• Instructions to follow: Reproduce the material verbatim, starting at the line that contains "For each instance of the lance-shaped" and ending at the line that contains "(353, 1062)", with both of those lines included.

• Records:
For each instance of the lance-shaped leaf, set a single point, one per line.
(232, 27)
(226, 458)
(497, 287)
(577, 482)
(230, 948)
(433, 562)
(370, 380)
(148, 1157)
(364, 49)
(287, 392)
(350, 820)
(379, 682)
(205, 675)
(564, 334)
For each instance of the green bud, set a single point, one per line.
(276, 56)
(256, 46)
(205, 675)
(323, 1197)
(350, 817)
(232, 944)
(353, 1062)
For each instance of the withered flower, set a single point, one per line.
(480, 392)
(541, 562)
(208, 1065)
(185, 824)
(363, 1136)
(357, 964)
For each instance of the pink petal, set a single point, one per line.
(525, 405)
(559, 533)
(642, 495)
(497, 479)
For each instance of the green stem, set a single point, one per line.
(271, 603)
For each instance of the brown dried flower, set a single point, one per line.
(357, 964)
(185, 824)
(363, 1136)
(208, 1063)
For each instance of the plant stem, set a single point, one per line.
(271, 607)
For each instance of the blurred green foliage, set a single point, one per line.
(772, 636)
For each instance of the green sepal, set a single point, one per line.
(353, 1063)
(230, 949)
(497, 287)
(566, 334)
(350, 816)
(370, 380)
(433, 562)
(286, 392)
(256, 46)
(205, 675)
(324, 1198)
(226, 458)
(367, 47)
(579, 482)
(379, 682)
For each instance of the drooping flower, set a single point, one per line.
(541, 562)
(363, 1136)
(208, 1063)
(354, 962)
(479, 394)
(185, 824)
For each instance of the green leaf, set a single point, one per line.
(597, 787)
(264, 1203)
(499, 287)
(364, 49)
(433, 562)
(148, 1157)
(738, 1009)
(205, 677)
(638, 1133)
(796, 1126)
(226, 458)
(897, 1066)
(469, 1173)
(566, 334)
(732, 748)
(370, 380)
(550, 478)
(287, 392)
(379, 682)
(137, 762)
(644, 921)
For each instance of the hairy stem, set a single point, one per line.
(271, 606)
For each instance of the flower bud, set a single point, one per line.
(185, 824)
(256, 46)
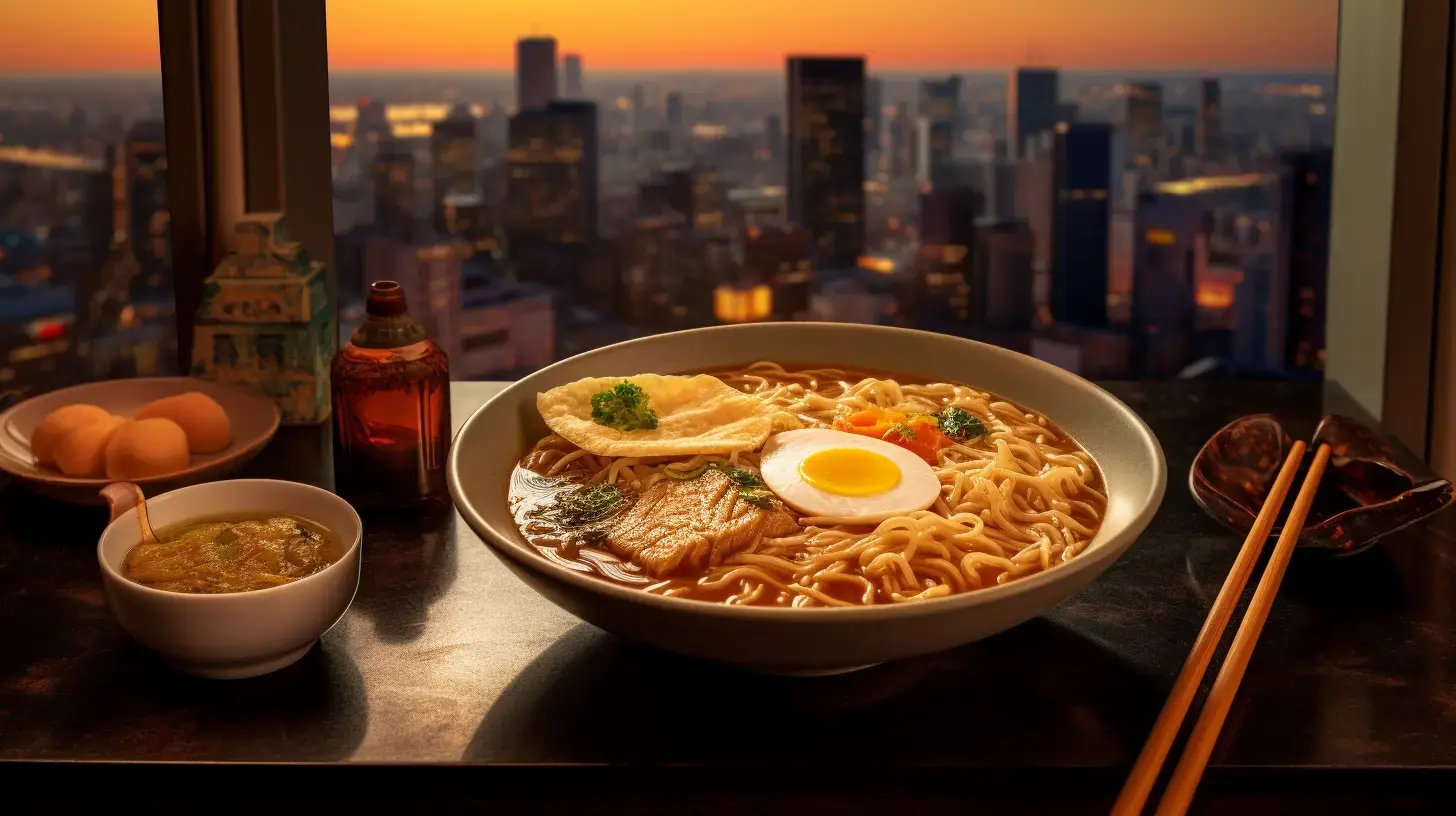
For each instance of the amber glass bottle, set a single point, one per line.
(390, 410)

==

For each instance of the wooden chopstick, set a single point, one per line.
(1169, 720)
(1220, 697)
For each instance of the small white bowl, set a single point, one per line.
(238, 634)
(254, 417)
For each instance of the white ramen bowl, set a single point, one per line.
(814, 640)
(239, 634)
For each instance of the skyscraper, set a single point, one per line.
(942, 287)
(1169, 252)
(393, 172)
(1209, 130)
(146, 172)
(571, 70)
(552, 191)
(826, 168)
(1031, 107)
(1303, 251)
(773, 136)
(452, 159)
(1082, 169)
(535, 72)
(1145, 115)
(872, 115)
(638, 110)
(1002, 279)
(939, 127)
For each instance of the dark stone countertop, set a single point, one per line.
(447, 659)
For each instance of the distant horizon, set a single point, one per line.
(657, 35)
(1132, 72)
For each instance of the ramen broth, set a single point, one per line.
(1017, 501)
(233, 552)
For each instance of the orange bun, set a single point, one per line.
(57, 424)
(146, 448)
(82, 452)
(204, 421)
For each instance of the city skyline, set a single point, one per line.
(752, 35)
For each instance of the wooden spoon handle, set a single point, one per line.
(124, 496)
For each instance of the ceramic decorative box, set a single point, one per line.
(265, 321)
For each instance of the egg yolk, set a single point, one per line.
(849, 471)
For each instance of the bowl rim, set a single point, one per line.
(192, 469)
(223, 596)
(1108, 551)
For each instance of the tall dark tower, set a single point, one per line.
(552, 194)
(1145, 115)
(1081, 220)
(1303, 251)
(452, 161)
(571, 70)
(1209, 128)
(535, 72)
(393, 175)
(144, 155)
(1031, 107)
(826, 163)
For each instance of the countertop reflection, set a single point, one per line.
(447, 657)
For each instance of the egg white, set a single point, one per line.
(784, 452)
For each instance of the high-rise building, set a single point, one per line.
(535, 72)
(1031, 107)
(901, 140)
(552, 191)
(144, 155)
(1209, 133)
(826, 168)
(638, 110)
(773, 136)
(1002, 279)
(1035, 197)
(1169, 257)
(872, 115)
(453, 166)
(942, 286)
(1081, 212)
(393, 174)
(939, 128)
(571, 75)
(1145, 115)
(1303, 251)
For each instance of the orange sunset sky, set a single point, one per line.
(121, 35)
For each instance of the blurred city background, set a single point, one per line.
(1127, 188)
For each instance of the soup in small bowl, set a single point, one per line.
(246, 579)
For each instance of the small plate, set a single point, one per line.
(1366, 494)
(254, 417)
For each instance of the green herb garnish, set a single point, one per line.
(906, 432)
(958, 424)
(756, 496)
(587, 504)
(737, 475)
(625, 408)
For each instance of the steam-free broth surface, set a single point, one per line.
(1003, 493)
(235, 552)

• Exercise output:
For each instance of the lance-shaped leaf, set a single point, one per line.
(232, 27)
(226, 458)
(497, 287)
(577, 482)
(230, 948)
(433, 562)
(370, 380)
(148, 1157)
(364, 49)
(287, 392)
(350, 820)
(379, 682)
(205, 675)
(564, 334)
For each instance of the green bud, set a single point, one per line.
(276, 56)
(256, 46)
(205, 675)
(323, 1197)
(350, 817)
(232, 944)
(353, 1062)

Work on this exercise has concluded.